• [TASK DESCRIPTION]: Report how many of the lines below contain the string "window", counting only matches with the same capitalization. Give the number alone.
-- EXTRACTED DATA start --
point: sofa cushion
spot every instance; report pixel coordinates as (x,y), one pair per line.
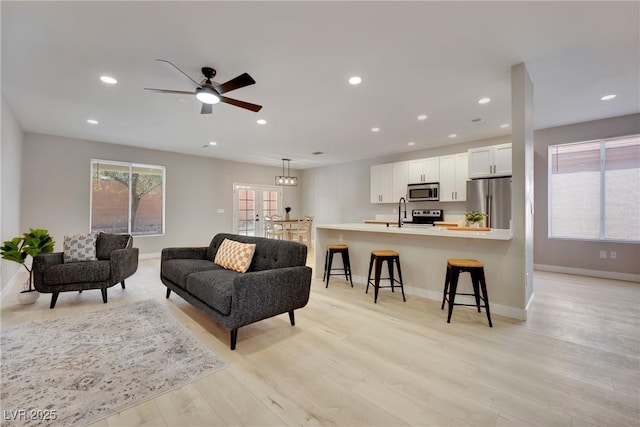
-- EXTRACTED DATA end --
-- EXTRACTED DATA start --
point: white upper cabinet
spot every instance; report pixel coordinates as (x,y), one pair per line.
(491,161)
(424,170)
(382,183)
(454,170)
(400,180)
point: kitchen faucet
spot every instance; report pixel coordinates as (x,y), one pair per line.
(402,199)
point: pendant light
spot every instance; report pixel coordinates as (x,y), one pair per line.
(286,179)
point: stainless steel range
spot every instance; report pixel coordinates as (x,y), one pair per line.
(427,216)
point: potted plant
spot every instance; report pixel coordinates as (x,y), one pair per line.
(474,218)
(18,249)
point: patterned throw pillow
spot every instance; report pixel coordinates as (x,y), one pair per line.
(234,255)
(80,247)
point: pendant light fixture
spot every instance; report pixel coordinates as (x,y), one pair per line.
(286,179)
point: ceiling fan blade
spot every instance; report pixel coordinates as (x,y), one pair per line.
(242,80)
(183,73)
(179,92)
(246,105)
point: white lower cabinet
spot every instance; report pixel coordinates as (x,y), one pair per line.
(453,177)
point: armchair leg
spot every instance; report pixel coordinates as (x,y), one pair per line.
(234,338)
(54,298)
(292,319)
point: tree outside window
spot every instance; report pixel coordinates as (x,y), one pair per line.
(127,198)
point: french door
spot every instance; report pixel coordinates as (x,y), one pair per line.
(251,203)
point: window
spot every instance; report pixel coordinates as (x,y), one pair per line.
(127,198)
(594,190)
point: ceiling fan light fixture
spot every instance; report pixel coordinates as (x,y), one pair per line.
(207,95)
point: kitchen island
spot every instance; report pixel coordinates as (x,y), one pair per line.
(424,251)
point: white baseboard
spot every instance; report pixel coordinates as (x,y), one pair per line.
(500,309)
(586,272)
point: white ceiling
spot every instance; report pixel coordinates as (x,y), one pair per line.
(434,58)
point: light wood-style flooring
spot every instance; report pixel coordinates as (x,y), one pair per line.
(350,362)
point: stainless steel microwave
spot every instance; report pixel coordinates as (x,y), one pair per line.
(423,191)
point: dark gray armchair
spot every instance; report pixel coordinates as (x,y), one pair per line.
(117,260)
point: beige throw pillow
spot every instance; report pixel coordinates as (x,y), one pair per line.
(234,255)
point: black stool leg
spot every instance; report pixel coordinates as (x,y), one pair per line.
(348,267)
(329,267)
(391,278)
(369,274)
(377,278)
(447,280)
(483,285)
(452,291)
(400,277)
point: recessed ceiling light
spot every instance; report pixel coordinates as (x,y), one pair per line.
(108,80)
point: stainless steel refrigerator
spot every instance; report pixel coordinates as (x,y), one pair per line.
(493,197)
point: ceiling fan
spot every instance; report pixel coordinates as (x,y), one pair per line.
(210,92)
-- EXTRACTED DATA end --
-- EXTRACTED DATA start --
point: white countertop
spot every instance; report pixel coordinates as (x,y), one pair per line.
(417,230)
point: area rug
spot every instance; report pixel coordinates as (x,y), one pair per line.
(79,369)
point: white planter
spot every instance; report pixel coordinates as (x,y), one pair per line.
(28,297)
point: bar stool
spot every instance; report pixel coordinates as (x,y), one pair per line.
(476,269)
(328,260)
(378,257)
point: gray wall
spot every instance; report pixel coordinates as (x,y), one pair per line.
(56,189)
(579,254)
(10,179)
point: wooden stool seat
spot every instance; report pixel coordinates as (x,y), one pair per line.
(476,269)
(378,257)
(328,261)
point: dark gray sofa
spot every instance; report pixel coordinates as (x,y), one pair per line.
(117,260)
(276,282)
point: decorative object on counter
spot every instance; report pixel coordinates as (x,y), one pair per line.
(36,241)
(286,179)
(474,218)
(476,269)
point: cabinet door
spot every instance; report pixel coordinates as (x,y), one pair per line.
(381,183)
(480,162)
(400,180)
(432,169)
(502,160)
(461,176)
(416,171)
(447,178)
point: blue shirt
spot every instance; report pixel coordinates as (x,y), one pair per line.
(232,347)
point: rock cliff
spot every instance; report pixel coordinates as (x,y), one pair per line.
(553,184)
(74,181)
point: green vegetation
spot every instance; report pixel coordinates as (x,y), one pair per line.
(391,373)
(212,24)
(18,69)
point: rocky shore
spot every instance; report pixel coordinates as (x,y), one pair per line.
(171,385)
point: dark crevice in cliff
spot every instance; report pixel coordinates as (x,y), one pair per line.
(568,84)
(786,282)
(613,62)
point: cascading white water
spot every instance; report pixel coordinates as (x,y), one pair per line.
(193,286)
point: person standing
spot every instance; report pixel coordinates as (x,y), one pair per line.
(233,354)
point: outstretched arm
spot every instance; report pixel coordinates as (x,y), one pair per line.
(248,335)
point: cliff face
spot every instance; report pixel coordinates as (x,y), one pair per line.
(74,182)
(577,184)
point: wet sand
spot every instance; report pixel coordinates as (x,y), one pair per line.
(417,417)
-- EXTRACTED DATA end --
• [RESULT FOR THIS EXERCISE]: 2